INSTRUCTIONS FOR THE TASK
Copy out each line of the material below that holds the string "test".

[DATASET EXCERPTS]

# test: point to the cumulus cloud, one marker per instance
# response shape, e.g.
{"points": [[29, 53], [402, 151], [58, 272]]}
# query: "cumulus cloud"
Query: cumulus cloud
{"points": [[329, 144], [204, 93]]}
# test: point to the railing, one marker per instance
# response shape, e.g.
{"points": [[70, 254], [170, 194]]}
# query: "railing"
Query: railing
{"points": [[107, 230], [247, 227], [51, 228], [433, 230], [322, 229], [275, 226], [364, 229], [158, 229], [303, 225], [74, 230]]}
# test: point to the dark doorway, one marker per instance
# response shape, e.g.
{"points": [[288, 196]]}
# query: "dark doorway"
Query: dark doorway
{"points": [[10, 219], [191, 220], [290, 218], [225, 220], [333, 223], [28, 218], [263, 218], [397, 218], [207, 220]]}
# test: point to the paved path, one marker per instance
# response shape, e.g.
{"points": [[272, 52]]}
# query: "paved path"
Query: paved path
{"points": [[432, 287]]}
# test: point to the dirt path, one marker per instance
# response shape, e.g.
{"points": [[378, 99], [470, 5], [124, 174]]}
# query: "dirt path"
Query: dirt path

[/DATASET EXCERPTS]
[DATASET EXCERPTS]

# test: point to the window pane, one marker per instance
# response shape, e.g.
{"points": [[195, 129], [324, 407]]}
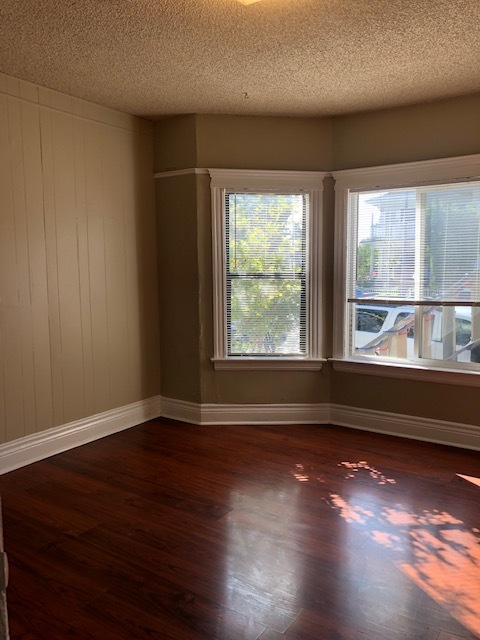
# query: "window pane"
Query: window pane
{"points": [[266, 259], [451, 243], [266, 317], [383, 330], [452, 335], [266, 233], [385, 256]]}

[/DATASET EXCERPTS]

ANSWER BOX
# test: point to the cumulus cloud, one marker per instance
# test: point to the railing, one marker per instance
# test: point to the dark doorway, one marker per instance
# test: point to the paved path, one marker per instance
# test: point to the dirt path, one marker per instance
# test: point to the window pane, one marker per instance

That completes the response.